[DOCUMENT PASSAGE]
- model_name_or_path: Llama-3.2-1B
- trust_remote_code: true
- stage: sft
- do_train: true
- finetuning_type: lora
- deepspeed: examples/deepspeed/ds_z2_config.json
- dataset: alpaca_en
- template: llama3
- cutoff_len: 512
- max_samples: 1000
- overwrite_cache: true
- preprocessing_num_workers: 1
- output_dir: saves/llama3.2-1b/full/sft
- logging_steps: 10
- save_strategy: "steps"
- save_steps: 100
- save_total_limit: 2
- plot_loss: true
- overwrite_output_dir: true
- per_device_train_batch_size: 2
- gradient_checkpointing: true
- gradient_accumulation_steps: 4
- learning_rate: 2.0e
Assuming you have downloaded the model as suggested above, we change the model path to local by:
- model_name_or_path: Llama-3.2-1B
We adjust the number of training samples to 1000 samples by:
- max_samples: 1000
You can adjust all other options if necessary
7. Configuring Slurm for Multi-Node Training
Assume you have a YAML training configuration file named llama31_training.yaml, create a Slurm script train_llama.sbatch for training on 2 nodes, 1 GPUs per node:
- #!/bin/bash
- #SBATCH --job-name=llm-multinode-training
- #SBATCH --nodes=2
- #SBATCH --time=4-00:00:00
- #SBATCH --gres=gpu:1
- #SBATCH -o log/training_%N.out
- #SBATCH -e log/training_%N.err
-
- # Get node information and master node
- nodes=$(scontrol show hostnames $SLURM_JOB_NODELIST)
- nodes_array=($nodes)
- head_node=${nodes_array[0]}
- head_node_ip=$(srun --nodes=1 --ntasks=1 -w "$head_node" hostname --ip-address | cut -d" " -f2)
- echo "Master Node IP: $head_node"
-
- # Create a script for each node to execute
- cat > node_script.sh << 'EOF'
- #!/bin/bash
- # Each node will get its proper SLURM_NODEID in this context
- export NNODES=2
- export NPROC_PER_NODE=1
- export MASTER_ADDR=PLACEHOLDER_MASTER
- export MASTER_PORT=29500
- export NODE_RANK=$SLURM_NODEID
- export NCCL_IB_DISABLE=0
- export NCCL_SOCKET_IFNAME=^lo,docker0
- export NCCL_TIMEOUT=180000000
- export NCCL_BLOCKING_WAIT=1
- export NCCL_ASYNC_ERROR_HANDLING=1
- export FORCE_TORCHRUN=1
-
- echo "NODE: $(hostname) with RANK: $NODE_RANK starting training"

[ENTRIES SHOWN]
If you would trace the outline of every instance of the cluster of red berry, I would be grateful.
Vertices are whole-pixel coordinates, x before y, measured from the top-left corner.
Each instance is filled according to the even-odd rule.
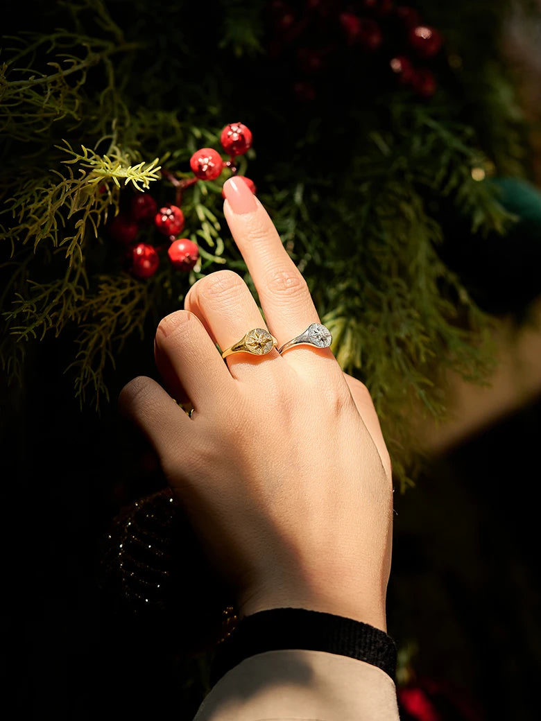
[[[429,64],[443,37],[414,7],[394,0],[270,0],[268,7],[269,53],[291,57],[299,99],[315,99],[316,76],[333,66],[344,45],[370,58],[371,74],[379,72],[382,79],[388,77],[419,97],[436,91]]]
[[[199,248],[189,238],[182,237],[185,227],[184,213],[180,208],[182,193],[199,180],[216,180],[225,168],[236,175],[235,159],[252,146],[252,133],[242,123],[230,123],[222,130],[220,143],[229,155],[228,160],[224,160],[214,148],[201,148],[190,159],[192,177],[180,180],[162,169],[162,175],[175,187],[175,203],[159,208],[150,193],[138,193],[132,196],[128,208],[120,211],[109,224],[110,237],[126,249],[129,270],[136,277],[147,278],[154,275],[159,265],[159,252],[164,248],[159,244],[137,242],[141,229],[148,225],[154,226],[159,238],[168,239],[167,256],[174,267],[186,271],[195,266]],[[250,178],[237,177],[242,177],[255,193],[255,185]]]

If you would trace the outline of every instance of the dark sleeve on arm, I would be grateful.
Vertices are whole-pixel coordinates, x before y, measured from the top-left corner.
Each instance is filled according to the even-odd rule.
[[[380,629],[352,619],[304,609],[273,609],[245,616],[216,649],[211,682],[267,651],[302,649],[348,656],[377,666],[395,681],[395,642]]]

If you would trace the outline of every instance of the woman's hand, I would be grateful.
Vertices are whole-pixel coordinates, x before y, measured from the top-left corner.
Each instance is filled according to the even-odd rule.
[[[265,321],[236,273],[198,280],[157,331],[164,387],[136,378],[120,407],[157,452],[241,616],[293,606],[386,630],[392,485],[374,405],[329,348],[222,358],[216,344],[225,350],[253,328],[280,348],[319,322],[261,204],[240,179],[224,193]]]

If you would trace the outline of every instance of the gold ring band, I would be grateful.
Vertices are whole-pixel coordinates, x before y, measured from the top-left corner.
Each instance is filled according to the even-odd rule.
[[[253,328],[243,337],[233,343],[222,353],[223,358],[232,353],[251,353],[252,355],[266,355],[278,345],[278,341],[265,328]]]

[PROBLEM 1] In the fine-tuning guide, what value is MASTER_PORT set to?
[PROBLEM 2] Translate this sentence from the fine-tuning guide into Spanish: "You can adjust all other options if necessary"
[PROBLEM 3] List every environment variable starting with NCCL_ that the fine-tuning guide exports.

[EXERCISE RESPONSE 1] 29500

[EXERCISE RESPONSE 2] Puede ajustar todas las demás opciones si es necesario

[EXERCISE RESPONSE 3]
- NCCL_IB_DISABLE
- NCCL_SOCKET_IFNAME
- NCCL_TIMEOUT
- NCCL_BLOCKING_WAIT
- NCCL_ASYNC_ERROR_HANDLING